O diretor da Fundação Perseu Abramo e dirigente petista Alberto Cantalice publicou um artigo no portal Brasil 247 intitulado Crescimento do PIB é derrota do negacionismo do mercado, defendendo que por algum mistério inexplicável, a economia brasileira vem melhorando, apesar da asfixia provocada pelo Banco Central. Diz o burocrata petista:
“O crescimento de 1,6% do PIB no primeiro trimestre de 2025, é a demonstração cabal dos seguidos erros do mercado financeiro e de seus propagadores encastelados na velha mídia. O aperto monetário via taxa Selic imposto pelo excesso de ortodoxia da direção do Banco Central não conseguiu paralisar o ímpeto de crescimento do país.

● **LISTAGEM FORNECIDA**
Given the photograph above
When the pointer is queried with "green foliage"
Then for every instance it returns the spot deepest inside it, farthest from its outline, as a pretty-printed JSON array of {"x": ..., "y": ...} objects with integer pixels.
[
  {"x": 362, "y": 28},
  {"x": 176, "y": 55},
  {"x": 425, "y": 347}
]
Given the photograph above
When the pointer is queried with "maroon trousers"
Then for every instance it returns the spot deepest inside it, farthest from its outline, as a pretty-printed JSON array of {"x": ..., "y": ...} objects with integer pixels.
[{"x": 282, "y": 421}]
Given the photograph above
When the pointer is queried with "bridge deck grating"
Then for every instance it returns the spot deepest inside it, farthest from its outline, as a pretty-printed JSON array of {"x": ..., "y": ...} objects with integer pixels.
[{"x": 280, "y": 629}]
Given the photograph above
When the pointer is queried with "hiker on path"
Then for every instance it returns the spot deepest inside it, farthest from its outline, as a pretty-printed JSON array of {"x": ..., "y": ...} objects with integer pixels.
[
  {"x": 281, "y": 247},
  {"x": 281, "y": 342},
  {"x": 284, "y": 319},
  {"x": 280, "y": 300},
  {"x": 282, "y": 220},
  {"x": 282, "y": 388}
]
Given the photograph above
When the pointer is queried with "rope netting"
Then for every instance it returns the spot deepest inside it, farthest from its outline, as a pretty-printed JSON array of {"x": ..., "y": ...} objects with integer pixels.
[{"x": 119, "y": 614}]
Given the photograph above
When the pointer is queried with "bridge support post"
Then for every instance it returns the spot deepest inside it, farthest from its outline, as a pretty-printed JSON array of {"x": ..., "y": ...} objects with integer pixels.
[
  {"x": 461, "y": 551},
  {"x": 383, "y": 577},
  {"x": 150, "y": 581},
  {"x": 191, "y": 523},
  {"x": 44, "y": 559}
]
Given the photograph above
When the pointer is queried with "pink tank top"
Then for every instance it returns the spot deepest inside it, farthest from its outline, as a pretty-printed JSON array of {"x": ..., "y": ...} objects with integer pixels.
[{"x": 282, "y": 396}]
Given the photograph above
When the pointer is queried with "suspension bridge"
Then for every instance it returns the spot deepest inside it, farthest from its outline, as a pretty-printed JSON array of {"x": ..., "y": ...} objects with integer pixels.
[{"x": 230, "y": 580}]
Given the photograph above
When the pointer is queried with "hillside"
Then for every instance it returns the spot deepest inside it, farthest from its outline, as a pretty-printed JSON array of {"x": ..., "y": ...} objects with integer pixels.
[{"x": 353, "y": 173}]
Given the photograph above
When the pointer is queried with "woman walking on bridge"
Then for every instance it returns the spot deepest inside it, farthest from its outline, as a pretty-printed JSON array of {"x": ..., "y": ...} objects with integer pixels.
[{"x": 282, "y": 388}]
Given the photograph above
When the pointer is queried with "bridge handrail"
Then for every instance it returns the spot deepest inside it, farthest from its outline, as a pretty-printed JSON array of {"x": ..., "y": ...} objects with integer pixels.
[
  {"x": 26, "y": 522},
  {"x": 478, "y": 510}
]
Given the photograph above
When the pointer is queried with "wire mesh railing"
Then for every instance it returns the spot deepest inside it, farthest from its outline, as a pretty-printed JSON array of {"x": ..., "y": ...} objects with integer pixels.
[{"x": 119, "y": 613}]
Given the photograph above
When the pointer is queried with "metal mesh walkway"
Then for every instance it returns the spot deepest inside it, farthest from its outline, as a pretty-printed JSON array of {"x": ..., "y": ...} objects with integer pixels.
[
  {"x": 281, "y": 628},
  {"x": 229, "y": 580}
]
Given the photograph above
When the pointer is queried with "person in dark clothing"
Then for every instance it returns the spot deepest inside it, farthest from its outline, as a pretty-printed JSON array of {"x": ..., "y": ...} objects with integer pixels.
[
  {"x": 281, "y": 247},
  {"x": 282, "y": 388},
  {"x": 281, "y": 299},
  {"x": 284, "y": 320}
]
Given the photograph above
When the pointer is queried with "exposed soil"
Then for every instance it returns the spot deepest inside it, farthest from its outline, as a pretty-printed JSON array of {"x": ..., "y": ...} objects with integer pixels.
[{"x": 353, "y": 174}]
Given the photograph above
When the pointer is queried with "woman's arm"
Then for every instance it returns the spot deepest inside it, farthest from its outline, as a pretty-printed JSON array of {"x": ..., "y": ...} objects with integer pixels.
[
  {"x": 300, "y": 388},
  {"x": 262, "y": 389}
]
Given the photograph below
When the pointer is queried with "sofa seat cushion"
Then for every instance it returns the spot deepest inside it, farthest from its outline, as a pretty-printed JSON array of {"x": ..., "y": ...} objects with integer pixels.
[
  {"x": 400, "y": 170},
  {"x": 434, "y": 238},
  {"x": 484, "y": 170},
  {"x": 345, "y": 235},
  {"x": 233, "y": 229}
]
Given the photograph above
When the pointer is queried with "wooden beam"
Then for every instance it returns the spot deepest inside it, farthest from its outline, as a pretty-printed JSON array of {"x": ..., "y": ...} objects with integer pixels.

● **TAREFAS E EXERCÍCIOS**
1. Repita do texto sobre o crescimento do PIB todo o trecho que vai desde "O diretor da" até "crescimento do país.".
2. De acordo com o texto sobre o crescimento do PIB, em que portal Alberto Cantalice publicou seu artigo?
3. Prossiga com o texto sobre o crescimento do PIB a partir do ponto em que ele termina.

● **RESPOSTAS DOS PROBLEMAS**
1.
O diretor da Fundação Perseu Abramo e dirigente petista Alberto Cantalice publicou um artigo no portal Brasil 247 intitulado Crescimento do PIB é derrota do negacionismo do mercado, defendendo que por algum mistério inexplicável, a economia brasileira vem melhorando, apesar da asfixia provocada pelo Banco Central. Diz o burocrata petista:
“O crescimento de 1,6% do PIB no primeiro trimestre de 2025, é a demonstração cabal dos seguidos erros do mercado financeiro e de seus propagadores encastelados na velha mídia. O aperto monetário via taxa Selic imposto pelo excesso de ortodoxia da direção do Banco Central não conseguiu paralisar o ímpeto de crescimento do país.

2. No portal Brasil 247.

3.
A valorização do Real com consequente queda do dólar enfraquece a inflação e abre uma janela de oportunidade para o BC mudar a rota e começar a baixar os juros. E demais sabido que essa taxa de juros – a maior do mundo – impacta de forma avassaladora a trajetória da dívida pública o que faz a União desembolsar um volume crescente de recursos do Tesouro, obrigando o governo a fazer seguidos cortes no orçamento.”
A declaração de Cantalice revela muito mais sobre a ilusão da burocracia petista do que sobre a realidade econômica. O crescimento de 1,6% é apenas um dado isolado e completamente desconectado do cotidiano da população, que segue enfrentando desemprego, queda no poder de compra e miséria crescente. Para rebater essa propaganda fantasiosa, é preciso olhar o conjunto dos dados e compreender o funcionamento do sistema econômico em que o governo Lula opera.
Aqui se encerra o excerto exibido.